To be done: Reproduce the passage on decision-making from "But somewhere during" up to and including "for our family?", substituting "responsibility" for "stewardship".

··· Page extract

After that I would spend part of the day exploring job opportunities and trying to figure out what came next.

What became very obvious during that season was how difficult it is to make wise decisions when your emotions are running the show. Hurt and ambition can cloud discernment pretty quickly. Fear can too. Pride certainly can.

And honestly, when many of us say we are “praying about a decision,” what we often mean is that we are slowly moving toward what we already want to do while hoping God agrees with us.

I know I have done that more than once.

At the time, I had several opportunities in front of me, including two head football coaching positions. If I am being honest, those opportunities appealed to parts of me that wanted affirmation, significance, and maybe even redemption after the way things had ended in Nashville.

But somewhere during that season I started putting together what I eventually called “The Decision Grid.” It was not anything sophisticated. It was really just an attempt to think more carefully and prayerfully about decisions instead of reacting emotionally.

My wife and I began asking questions that had less to do with titles and more to do with stewardship.

Would this be healthy for our family?

Would this strengthen or strain our marriage?

Would I be building something meaningful or simply rebuilding my ego?

Would this move help me serve people well?

······
··· Supplied entries

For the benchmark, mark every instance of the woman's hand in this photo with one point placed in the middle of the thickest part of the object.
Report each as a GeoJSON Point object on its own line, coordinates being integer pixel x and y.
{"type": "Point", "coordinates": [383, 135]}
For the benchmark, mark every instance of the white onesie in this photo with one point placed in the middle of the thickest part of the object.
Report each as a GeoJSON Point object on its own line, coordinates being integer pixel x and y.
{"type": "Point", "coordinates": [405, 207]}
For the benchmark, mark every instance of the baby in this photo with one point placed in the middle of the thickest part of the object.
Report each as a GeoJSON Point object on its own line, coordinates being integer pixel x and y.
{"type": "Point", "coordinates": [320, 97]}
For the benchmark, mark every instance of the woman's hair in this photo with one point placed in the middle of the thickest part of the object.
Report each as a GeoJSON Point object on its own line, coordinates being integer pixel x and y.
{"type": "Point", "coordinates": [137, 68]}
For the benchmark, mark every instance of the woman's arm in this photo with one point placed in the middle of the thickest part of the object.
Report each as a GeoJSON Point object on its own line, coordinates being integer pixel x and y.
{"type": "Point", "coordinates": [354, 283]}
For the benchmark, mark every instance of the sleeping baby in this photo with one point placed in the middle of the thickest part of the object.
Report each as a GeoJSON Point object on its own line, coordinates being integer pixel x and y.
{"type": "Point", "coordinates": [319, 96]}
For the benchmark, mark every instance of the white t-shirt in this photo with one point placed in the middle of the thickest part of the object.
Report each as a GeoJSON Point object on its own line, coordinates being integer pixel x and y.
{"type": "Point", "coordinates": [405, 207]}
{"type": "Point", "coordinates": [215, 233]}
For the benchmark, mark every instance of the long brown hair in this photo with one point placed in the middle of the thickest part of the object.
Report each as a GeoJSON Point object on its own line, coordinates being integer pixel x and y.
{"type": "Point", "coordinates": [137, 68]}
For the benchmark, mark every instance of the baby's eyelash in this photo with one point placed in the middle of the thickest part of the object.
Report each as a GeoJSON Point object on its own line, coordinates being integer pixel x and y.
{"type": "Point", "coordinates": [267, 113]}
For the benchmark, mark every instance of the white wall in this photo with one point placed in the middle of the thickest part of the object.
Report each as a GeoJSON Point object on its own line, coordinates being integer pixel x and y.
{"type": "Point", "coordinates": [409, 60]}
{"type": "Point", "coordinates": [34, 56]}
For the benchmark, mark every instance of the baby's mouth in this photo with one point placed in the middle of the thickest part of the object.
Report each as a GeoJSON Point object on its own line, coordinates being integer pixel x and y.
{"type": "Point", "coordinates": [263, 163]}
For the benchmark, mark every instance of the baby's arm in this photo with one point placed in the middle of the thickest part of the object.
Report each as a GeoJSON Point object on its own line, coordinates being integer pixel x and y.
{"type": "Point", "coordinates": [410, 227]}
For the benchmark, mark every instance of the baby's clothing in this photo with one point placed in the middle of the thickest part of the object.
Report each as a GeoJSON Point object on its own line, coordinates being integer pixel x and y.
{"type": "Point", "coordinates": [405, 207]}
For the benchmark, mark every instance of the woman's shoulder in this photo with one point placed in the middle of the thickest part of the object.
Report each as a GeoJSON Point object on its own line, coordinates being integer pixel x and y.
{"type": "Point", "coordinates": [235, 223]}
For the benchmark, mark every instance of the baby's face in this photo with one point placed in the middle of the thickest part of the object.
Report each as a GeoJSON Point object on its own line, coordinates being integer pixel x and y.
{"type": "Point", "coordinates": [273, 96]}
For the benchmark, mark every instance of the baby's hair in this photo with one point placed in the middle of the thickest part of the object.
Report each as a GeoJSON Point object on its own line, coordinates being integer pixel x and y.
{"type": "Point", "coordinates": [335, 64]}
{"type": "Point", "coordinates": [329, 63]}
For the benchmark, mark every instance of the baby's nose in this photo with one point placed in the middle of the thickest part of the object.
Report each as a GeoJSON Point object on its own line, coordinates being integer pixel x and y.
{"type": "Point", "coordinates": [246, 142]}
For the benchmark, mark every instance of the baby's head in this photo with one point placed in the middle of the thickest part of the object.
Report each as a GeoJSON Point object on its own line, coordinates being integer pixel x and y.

······
··· Supplied entries

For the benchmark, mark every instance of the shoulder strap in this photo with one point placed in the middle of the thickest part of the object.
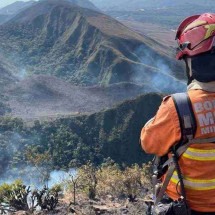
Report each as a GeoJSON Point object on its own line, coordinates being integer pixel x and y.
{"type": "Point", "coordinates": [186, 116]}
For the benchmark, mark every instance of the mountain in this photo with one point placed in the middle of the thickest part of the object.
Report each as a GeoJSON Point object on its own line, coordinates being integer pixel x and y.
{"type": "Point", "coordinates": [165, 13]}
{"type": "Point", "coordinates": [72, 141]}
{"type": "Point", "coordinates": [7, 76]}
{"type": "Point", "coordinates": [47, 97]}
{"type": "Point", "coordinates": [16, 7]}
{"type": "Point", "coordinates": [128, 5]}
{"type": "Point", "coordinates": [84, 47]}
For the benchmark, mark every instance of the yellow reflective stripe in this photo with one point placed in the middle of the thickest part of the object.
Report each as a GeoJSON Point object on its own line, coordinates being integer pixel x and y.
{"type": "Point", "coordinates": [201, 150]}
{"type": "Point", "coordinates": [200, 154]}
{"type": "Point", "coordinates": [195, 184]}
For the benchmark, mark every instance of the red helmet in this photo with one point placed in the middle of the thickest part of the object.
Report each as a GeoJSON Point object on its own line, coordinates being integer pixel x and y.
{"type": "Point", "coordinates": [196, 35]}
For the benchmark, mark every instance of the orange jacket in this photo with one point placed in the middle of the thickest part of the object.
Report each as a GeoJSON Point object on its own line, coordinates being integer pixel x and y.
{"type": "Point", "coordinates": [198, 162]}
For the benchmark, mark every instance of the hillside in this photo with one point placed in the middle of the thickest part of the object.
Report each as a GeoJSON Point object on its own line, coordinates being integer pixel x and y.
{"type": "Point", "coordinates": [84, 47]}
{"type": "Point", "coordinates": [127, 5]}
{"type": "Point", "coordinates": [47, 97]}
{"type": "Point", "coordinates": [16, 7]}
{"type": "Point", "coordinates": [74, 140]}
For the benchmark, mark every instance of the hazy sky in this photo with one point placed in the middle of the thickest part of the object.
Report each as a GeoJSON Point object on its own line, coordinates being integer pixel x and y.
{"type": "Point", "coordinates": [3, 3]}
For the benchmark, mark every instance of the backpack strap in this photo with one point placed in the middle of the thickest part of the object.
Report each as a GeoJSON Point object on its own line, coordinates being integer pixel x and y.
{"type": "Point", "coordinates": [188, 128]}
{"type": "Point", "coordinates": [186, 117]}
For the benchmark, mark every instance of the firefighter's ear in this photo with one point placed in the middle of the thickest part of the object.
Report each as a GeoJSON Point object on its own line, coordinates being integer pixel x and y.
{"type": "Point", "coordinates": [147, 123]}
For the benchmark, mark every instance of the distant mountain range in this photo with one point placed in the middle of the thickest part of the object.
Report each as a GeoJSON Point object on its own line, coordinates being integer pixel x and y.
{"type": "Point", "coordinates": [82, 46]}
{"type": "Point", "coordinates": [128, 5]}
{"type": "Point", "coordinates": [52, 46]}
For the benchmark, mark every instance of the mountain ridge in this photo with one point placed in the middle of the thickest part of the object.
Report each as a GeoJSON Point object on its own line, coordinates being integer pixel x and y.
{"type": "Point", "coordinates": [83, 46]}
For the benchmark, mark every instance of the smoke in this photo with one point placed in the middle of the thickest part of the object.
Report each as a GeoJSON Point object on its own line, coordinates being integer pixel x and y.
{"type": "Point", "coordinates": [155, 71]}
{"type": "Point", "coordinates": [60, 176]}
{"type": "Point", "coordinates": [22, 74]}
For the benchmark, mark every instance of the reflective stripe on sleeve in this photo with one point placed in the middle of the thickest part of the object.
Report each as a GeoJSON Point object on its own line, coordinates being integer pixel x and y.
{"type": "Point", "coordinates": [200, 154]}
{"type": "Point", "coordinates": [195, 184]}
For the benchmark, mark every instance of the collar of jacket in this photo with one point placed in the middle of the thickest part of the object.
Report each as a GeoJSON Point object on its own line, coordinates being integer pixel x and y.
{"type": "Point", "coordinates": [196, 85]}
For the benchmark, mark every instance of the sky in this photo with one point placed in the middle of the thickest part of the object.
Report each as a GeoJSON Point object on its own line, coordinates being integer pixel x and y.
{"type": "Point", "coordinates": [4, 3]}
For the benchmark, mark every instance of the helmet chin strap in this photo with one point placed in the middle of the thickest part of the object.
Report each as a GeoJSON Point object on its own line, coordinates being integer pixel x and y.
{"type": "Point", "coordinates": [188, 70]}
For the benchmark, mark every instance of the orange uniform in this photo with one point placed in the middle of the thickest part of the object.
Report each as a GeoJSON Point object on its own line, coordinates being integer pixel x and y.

······
··· Supplied entries

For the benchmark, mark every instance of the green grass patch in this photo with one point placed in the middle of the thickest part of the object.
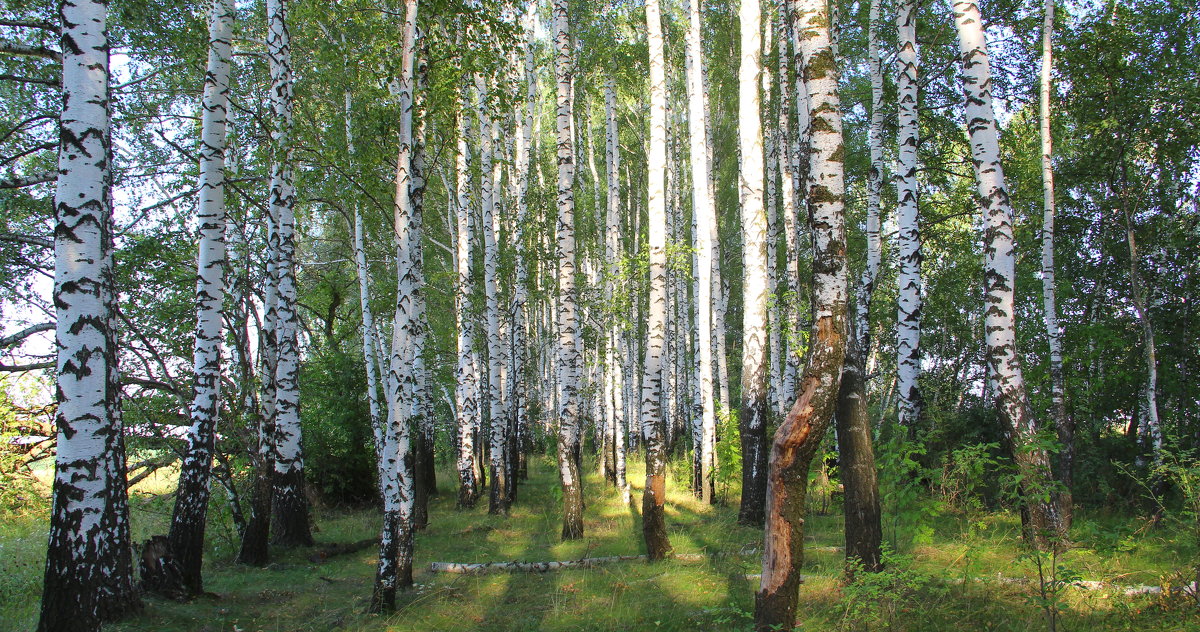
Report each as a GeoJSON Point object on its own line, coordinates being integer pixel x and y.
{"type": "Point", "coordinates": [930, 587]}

······

Answer in full:
But somewhere during that season I started putting together what I eventually called “The Decision Grid.” It was not anything sophisticated. It was really just an attempt to think more carefully and prayerfully about decisions instead of reacting emotionally.

My wife and I began asking questions that had less to do with titles and more to do with responsibility.

Would this be healthy for our family?